----- SUPPLIED PASSAGE

What is trichomoniasis or TV?

  • It is a sexually transmitted infection (STI) caused by a tiny parasite, Trichomonas vaginalis.
  • In women it usually causes a vaginal infection or occasionally an infection in the urethra or water passage – but up to 50% women will have no symptoms.
  • There is evidence to suggest that TV may affect pregnant women leading to premature delivery or low birth weight babies.
  • It is easily treated with antibiotics.
  • If you have TV we recommend that you should have a full STI screen including a HIV test.  
  • Occasionally TV shows up on a cervical smear test. 

How common is TV?

  • TV is more common in women than men.
  • It is the third most common STI in women after chlamydia and gonorrhoea (excluding viral infections).

How do you catch TV?

  • TV is a sexually transmitted infection.
  • It is passed on through vaginal sex between men and women and sometimes through vulva – vulva contact or use of sex toys between lesbian women – you cannot catch it from toilet seats, swimming pools or hot tubs.

What would I notice if I had TV?

----------
----- MATERIAL SUPPLIED

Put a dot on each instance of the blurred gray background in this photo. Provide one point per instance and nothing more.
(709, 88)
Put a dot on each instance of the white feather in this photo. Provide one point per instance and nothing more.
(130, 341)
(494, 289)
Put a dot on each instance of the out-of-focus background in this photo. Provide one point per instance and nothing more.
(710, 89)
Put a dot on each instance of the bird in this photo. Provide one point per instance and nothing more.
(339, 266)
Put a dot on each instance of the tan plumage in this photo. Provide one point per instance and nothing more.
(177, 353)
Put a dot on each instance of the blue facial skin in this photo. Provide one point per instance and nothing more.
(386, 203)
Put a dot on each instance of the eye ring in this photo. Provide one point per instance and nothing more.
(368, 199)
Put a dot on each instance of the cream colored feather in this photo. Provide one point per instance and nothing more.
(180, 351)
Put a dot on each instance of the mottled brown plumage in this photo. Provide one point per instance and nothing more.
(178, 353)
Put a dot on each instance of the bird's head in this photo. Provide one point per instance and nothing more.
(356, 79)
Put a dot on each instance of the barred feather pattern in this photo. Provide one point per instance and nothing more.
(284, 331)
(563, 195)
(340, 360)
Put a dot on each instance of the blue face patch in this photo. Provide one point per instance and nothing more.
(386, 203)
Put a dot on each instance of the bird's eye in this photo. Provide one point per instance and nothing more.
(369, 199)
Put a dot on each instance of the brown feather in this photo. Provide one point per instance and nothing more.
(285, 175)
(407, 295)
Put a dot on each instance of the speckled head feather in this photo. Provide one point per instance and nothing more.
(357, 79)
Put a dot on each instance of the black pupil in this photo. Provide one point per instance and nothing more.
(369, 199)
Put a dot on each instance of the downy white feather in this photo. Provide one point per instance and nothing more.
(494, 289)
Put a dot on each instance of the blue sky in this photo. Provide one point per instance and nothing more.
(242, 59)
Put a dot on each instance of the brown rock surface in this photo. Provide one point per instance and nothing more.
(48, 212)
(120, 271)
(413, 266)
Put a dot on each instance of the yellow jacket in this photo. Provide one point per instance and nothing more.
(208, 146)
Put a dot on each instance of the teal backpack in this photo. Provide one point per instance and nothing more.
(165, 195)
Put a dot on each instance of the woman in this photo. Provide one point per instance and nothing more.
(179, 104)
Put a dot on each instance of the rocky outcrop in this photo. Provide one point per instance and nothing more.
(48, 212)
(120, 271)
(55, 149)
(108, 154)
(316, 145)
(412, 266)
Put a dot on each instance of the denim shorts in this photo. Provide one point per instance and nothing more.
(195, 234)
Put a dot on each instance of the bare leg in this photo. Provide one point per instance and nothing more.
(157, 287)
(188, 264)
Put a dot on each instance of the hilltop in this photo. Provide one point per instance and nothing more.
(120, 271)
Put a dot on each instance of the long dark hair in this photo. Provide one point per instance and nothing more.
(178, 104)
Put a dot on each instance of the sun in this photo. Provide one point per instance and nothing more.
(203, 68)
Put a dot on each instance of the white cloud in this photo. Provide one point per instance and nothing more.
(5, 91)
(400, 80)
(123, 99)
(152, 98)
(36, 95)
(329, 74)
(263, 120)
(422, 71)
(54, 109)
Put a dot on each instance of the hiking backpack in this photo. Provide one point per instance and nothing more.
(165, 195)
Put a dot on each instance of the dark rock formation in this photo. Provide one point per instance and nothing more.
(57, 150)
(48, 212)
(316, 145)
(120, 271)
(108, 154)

----------

WORK ORDER 1: List the things that the trichomoniasis text says you cannot catch TV from.
WORK ORDER 2: Please write the next part of the trichomoniasis text, starting after its final heading, "What would I notice if I had TV?"
The lines have no part in this.

WRITTEN RESPONSE 1: Toilet seats, swimming pools and hot tubs.

WRITTEN RESPONSE 2:
  • Up to 50% of women may not notice anything.
  • Some women may notice one or more of the following:
    • Vaginal discharge
      • may be yellow/ green and sometimes frothy
      • may be smelly
      • Itching of the vulva
      • Burning or pain when passing urine

How do I get tested for TV?

  • It is best to attend a specialised sexual health clinic where a vaginal swab will be taken and immediately examined under a microscope.
  • The clinic will be able to tell straight away if you have TV.

How is TV treated?

  • TV can be treated with a short course of antibiotics:
    • METRONIDAZOLE 2g single dose


  • METRONIDAZOLE  400mg  twice daily for 5 days
  •  Avoid alcohol whilst taking metronidazole and for 48 hours following completion.
  • This is safe during pregnancy.
  • All treatments from the Wolverton Centre are free and are given to you directly in the clinic.
  • It is important you are rechecked one week later to make sure the TV has gone.

What about my partner?

  • TV is a sexually transmitted infection so it is important that all partners are tested and treated before resuming sex again.
  • Note that it is very difficult to detect TV in men but it is vital that they are treated as they are often carriers of the infection.

What problems can untreated TV lead to?

  • The discharge usually persists until treated.
  • TV can increase the risk of catching HIV.
  • In pregnant women TV may cause:
    • premature delivery
    • a low birth weight baby
    • infection in the baby at delivery

Will TV come back again after treatment?

  • Sometimes it can be difficult to get rid of TV.
  • For this reason we always check to make sure it has completely gone.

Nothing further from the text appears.